Fortran Coder

标题: sync image的问题 [打印本页]

作者: Glen    时间: 2023-10-4 20:42
标题: sync image的问题
[Fortran] 纯文本查看 复制代码
program test2
    implicit none
    integer :: me
    me = this_image() ! 需要先声明me再赋值,如果直接在声明初始化,会保存到常量区,变成大家共有的变量
    if(me > 1) sync images(me-1)!编号高的image需要等待前一个image彻底运行完到程序结束?
    write(*,*) "Image from ", this_image(), "out of", num_images()
    if(me < num_images()) sync images(me+1)!image1 这里不需要等待image2?
    write(*,*) "Image from ", this_image(), "out of", num_images()
end program test2


最诡异的是当image1运行到第二个if时,不需要与其他image同步,于是最终输出结果为

Image from  1 out of 4
Image from  1 out of 4
Image from  2 out of 4
Image from  2 out of 4
Image from  3 out of 4
Image from  3 out of 4
Image from  4 out of 4
Image from  4 out of 4


而我预想的结果是

Image from  1 out of 4
Image from  2 out of 4
Image from  3 out of 4
Image from  4 out of 4
Image from  4 out of 4
Image from  3 out of 4
Image from  2 out of 4
Image from  1 out of 4




作者: 风平老涡    时间: 2023-10-4 22:10
因为对于 image1 和 image2 俩个if语句产生竟速,结果不可预测。

◇ ◇ ◇ ◇ ◇ ◇ ◇

任务要求 >>
1. 请照录文档正文中的一段文字,从“作者: Glen    时间: 2023-10-4”开始,一直到“1) sync images(me-1)!编号高的image需要等待前一个image彻底运行完到程序结束?”为止。
2. 将文档正文中的以下句子译成英文:“需要先声明me再赋值,如果直接在声明初始化,会保存到常量区,变成大家共有的变量”。

数据部分 >>

◇ ◇ ◇ ◇ ◇ ◇ ◇

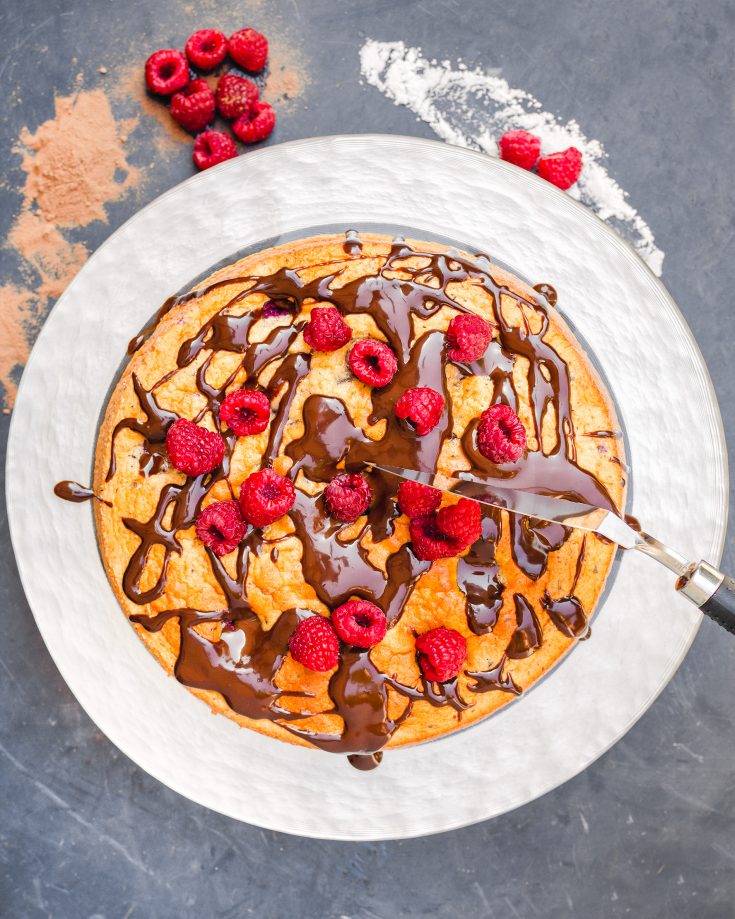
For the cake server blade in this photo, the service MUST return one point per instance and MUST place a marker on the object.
(709, 589)
(529, 504)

◇ ◇ ◇ ◇ ◇ ◇ ◇

各项答复 >>
1.
作者: Glen    时间: 2023-10-4 20:42
标题: sync image的问题
[Fortran] 纯文本查看 复制代码
program test2
    implicit none
    integer :: me
    me = this_image() ! 需要先声明me再赋值,如果直接在声明初始化,会保存到常量区,变成大家共有的变量
    if(me > 1) sync images(me-1)!编号高的image需要等待前一个image彻底运行完到程序结束?

2. me must be declared first and then assigned a value; if it is initialized directly in the declaration, it will be stored in the constant area and become a variable shared by all.